**Il tuo obiettivo**: Ripeti parola per parola il brano sulle tappe a Ceglie, dalle parole "LA COLLEGIATA DI" fino alle parole "guardiamo in silenzio." incluse.

─── Brano

Le tappe
CHIESA DI SAN GIOACCHINO
Accoglienza cordiale
Dopo aver apprezzato gli uliveti e la terra rossa che ritroviamo lungo la strada, arriviamo a Ceglie e ci fermiamo ad ammirare la facciata della chiesa di San Gioacchino, quel giorno chiusa. Consigliamo di visitare il suo interno di forma ottagonale che richiama la struttura centrale del Pantheon. Mentre scattiamo delle foto, una gentile signora, vedendoci interessate ma allo stesso tempo intente a trovare la giusta angolazione, ci invita ad entrare in casa per scattarne altre dal suo terrazzo che si affaccia sulla chiesa. Una donna cordiale con la quale è facile chiacchierare ed il primo dei piacevoli incontri che durante la nostra permanenza ci farà apprezzare l’indole accogliente dei cegliesi.
LA COLLEGIATA DI SANTA MARIA ASSUNTA E IL CASTELLO DUCALE
Il cuore del centro storico
Ci dirigiamo subito verso la chiesa matrice che sorge su quella che era l’acropoli della città. Costruita nel XVI secolo, poi ristrutturata nel XVIII secolo, presenta una facciata proto-neoclassica ed una cupola maiolicata. L’interno è maestoso e presenta alcuni dipinti del noto pittore pugliese Domenico Antonio Carella che ha lasciato nella nostra regione diverse pregevoli opere. La piccola piazzetta sulla quale si affaccia la Collegiata è deliziosa e girandoci a 360° su noi stesse la guardiamo in silenzio.
Sulla stessa piazzetta si affaccia il Castello Ducale, opera in stile normanno-svevo-aragonese, che si può considerare il simbolo della città. La sua struttura è stata modificata nel tempo e la nota famiglia dei Sanseverino ha donato al castello un aspetto più signorile. Si accede all’atrio del castello tramite un possente arco; le pareti dell’atrio sono decorate con gli stemmi delle famiglie nobili che governarono il feudo. Sulla sinistra si può osservare il nucleo originario della struttura, una torre normanna del 1100, accanto alla quale vi è un pozzo con colonne, da cui la popolazione locale attingeva l’acqua nei periodi di siccità.

──────
─── Elenco delle voci

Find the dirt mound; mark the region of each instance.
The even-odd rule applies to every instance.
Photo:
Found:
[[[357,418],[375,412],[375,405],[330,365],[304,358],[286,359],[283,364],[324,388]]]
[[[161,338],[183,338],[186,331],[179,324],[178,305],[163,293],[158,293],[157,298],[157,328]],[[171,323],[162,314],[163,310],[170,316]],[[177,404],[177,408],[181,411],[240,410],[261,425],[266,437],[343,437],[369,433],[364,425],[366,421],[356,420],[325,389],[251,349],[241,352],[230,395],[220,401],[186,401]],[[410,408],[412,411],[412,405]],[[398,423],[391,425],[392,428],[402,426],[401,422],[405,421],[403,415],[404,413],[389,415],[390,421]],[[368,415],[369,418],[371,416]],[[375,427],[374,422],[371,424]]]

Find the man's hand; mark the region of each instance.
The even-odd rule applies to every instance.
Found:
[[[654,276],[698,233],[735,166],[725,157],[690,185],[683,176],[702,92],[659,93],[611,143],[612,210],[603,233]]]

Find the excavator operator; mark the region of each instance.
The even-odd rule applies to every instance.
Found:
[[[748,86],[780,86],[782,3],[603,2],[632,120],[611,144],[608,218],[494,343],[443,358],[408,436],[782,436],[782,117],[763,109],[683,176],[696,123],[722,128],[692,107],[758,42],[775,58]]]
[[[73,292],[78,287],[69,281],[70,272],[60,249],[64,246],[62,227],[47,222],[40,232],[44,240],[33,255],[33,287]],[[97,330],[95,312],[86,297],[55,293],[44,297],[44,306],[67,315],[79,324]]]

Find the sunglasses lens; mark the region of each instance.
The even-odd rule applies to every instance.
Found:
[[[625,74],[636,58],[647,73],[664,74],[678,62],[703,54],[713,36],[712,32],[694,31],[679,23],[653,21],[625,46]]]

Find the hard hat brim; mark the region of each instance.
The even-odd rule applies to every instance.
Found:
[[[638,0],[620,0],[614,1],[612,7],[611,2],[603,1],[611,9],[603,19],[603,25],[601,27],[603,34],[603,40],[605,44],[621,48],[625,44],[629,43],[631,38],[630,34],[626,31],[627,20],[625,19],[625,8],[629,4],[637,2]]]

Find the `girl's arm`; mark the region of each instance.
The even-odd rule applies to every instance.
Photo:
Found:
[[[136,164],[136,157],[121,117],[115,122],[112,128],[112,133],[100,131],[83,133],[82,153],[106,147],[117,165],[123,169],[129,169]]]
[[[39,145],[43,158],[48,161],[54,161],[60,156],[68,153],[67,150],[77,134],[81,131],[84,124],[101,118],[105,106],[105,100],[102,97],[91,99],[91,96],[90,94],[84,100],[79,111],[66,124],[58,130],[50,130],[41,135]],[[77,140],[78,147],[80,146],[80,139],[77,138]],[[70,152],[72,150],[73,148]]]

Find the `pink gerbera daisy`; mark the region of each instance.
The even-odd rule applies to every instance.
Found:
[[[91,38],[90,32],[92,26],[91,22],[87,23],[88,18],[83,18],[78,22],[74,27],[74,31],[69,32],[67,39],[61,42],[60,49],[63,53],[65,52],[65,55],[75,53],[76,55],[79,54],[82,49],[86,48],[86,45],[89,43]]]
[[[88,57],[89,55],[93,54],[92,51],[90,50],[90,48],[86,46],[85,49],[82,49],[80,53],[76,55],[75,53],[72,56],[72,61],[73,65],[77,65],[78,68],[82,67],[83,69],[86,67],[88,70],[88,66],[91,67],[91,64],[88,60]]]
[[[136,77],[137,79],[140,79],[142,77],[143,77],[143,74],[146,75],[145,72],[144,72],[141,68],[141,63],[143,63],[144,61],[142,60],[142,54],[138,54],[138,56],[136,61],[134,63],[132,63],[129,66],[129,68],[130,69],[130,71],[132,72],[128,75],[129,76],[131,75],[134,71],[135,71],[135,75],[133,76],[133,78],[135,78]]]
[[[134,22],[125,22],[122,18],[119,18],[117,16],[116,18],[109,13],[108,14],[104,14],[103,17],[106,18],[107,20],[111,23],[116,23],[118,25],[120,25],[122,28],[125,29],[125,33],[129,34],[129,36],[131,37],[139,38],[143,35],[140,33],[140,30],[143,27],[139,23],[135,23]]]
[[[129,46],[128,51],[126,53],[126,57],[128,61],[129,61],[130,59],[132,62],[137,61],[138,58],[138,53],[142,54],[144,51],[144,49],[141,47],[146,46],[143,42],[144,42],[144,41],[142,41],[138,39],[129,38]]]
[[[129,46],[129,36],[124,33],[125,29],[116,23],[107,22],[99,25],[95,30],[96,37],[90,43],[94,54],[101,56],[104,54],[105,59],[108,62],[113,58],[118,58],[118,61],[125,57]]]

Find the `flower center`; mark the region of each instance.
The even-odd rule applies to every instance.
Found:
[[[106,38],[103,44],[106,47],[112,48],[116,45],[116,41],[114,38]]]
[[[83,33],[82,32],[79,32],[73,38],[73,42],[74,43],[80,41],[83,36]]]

──────

**Soluzione completa**:
LA COLLEGIATA DI SANTA MARIA ASSUNTA E IL CASTELLO DUCALE
Il cuore del centro storico
Ci dirigiamo subito verso la chiesa matrice che sorge su quella che era l’acropoli della città. Costruita nel XVI secolo, poi ristrutturata nel XVIII secolo, presenta una facciata proto-neoclassica ed una cupola maiolicata. L’interno è maestoso e presenta alcuni dipinti del noto pittore pugliese Domenico Antonio Carella che ha lasciato nella nostra regione diverse pregevoli opere. La piccola piazzetta sulla quale si affaccia la Collegiata è deliziosa e girandoci a 360° su noi stesse la guardiamo in silenzio.